- [Exercise objective]: Make an exact copy of all the records.

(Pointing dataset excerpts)
---
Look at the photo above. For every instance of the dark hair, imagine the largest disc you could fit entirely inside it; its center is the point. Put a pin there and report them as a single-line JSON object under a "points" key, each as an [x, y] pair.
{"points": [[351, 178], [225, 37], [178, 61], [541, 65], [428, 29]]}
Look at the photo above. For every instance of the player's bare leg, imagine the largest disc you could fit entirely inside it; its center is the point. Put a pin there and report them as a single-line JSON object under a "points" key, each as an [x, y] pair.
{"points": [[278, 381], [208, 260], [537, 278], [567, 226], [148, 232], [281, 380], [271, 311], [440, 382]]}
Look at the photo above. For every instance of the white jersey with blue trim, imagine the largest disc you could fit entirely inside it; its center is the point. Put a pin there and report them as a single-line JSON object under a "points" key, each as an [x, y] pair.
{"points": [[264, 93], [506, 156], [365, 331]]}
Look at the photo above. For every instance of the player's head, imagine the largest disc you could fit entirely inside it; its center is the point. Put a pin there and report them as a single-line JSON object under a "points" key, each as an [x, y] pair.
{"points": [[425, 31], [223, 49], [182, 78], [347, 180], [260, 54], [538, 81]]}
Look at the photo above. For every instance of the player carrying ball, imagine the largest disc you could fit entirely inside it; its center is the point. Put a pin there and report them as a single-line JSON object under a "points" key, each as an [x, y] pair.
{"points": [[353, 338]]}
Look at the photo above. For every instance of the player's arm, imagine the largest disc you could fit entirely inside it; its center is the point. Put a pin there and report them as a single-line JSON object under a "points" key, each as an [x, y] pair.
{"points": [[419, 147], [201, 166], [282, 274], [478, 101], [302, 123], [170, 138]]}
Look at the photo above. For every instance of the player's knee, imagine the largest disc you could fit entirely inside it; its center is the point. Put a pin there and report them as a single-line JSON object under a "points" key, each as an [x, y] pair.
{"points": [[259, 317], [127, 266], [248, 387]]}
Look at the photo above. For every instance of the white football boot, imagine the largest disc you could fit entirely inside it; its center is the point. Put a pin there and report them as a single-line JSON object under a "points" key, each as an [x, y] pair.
---
- [Finished exercise]:
Look at the photo above. For every instance of the dark hair, imagine the largest disc you could fit entirely inside it; its center is the point. Put a pin there and report them as a single-line JSON object under a "points" key, each as an [x, y] pair.
{"points": [[351, 178], [225, 37], [178, 61], [541, 65], [428, 29]]}
Look at the photo above. For every instance of the player's bare leg, imagine the largest disc you could fit entirely inside it; its center is the point. Put a pin there and report them as a single-line JSON object under a "points" key, each as an [x, y] pair.
{"points": [[278, 381], [208, 260], [537, 278], [567, 226], [148, 232], [281, 380], [271, 311], [440, 382]]}
Look at the photo above. For every instance of the white jersey with blue trim, imagine the largest disc you could fit entirely inside it; its center is the point. Put a pin there and report them as a single-line JSON object under a "points" key, each as an [x, y] pair.
{"points": [[264, 93], [506, 156], [365, 331]]}
Look at the photo above. For every instance of the player's head, imagine the largest disc you could fit entirely inside it; its center is the point. Put a pin there and report them as a single-line JSON object under a "points" key, each as an [x, y] pair.
{"points": [[425, 31], [223, 49], [182, 78], [347, 180], [260, 54], [538, 81]]}
Look at the photo above. For every instance of the player carrying ball, imagine the largest disc you could fit entirely inside it; its center is the point. Put a pin there and report them as a single-line JSON object under a "points" key, each as an [x, y] pair.
{"points": [[353, 338]]}
Look at the photo above. For every instance of the player's arm, imagine the largest disc you could fit entirely inside it; its center is the point. Put a pin there and report them as a single-line JSON object under a "points" key, each as an [x, y] pair.
{"points": [[419, 147], [201, 166], [282, 274], [478, 101], [302, 123], [170, 138]]}
Look at the photo above. For every instance of the player's knee, imagine the largest disc you could fit entirely inside it; its center is the point. Put a pin there and report them as a single-line JSON object under a "points" key, each as an [x, y] pair.
{"points": [[259, 317], [127, 266], [248, 387]]}
Look at the photo above. For every instance of the white football boot, imagine the largest disc you could fit entirely inside it; its center is the point. Put a pin there and report them as a single-line JSON object under a "points" key, each as an [x, y] pair.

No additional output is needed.